Excerpts from a detection dataset:
┌────────
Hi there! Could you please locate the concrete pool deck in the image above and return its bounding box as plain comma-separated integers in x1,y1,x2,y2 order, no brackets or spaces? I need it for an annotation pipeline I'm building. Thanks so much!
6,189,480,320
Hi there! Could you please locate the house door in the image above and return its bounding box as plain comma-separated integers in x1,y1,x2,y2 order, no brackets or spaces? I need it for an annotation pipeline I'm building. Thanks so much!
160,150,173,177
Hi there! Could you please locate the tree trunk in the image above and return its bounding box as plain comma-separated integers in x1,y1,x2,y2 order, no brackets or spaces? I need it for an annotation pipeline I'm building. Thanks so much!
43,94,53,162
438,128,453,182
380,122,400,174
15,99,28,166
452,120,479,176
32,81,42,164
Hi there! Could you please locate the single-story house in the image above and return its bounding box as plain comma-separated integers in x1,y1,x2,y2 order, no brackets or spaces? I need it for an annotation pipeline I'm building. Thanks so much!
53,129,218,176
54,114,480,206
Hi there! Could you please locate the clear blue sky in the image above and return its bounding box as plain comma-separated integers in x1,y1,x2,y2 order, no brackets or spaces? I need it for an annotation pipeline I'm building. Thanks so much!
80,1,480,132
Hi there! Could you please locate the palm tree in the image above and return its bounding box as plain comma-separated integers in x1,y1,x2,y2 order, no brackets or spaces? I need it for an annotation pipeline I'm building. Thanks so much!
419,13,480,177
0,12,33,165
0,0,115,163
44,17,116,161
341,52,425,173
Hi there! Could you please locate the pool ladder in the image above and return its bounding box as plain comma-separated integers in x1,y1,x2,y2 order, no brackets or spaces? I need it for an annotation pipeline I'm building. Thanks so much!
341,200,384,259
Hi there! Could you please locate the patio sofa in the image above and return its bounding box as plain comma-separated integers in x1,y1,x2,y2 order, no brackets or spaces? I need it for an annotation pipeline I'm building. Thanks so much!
└────────
The request: Rewrite the rows above as a numbered list, starting at the line that contains "Hi there! Could you please locate the palm" and continuing through the last row, with blank lines omitted.

Answer to the problem:
1. Hi there! Could you please locate the palm tree in the image above and return its bounding box as plain comma-separated integers in x1,y1,x2,y2 order, no brackets or spaces? I need it for an annotation pipeline I'm building. Thanks so much!
2. 419,13,480,177
3. 0,12,33,165
4. 0,0,115,163
5. 44,17,116,161
6. 341,52,425,173
7. Hi there! Could you please locate the pool ladder in the image above and return its bounding box as plain comma-separated integers in x1,y1,x2,y2 order, no brackets or spaces? I need it for an annotation pipeline I'm building. Thanks so much!
8. 341,200,384,259
9. Hi there! Could you please locate the patio sofa in the image above and return its bounding box as plain comma-separated integers in x1,y1,x2,y2 order, no brackets or spaces? I need it for an annotation pipeline I'm building. Thanks so much!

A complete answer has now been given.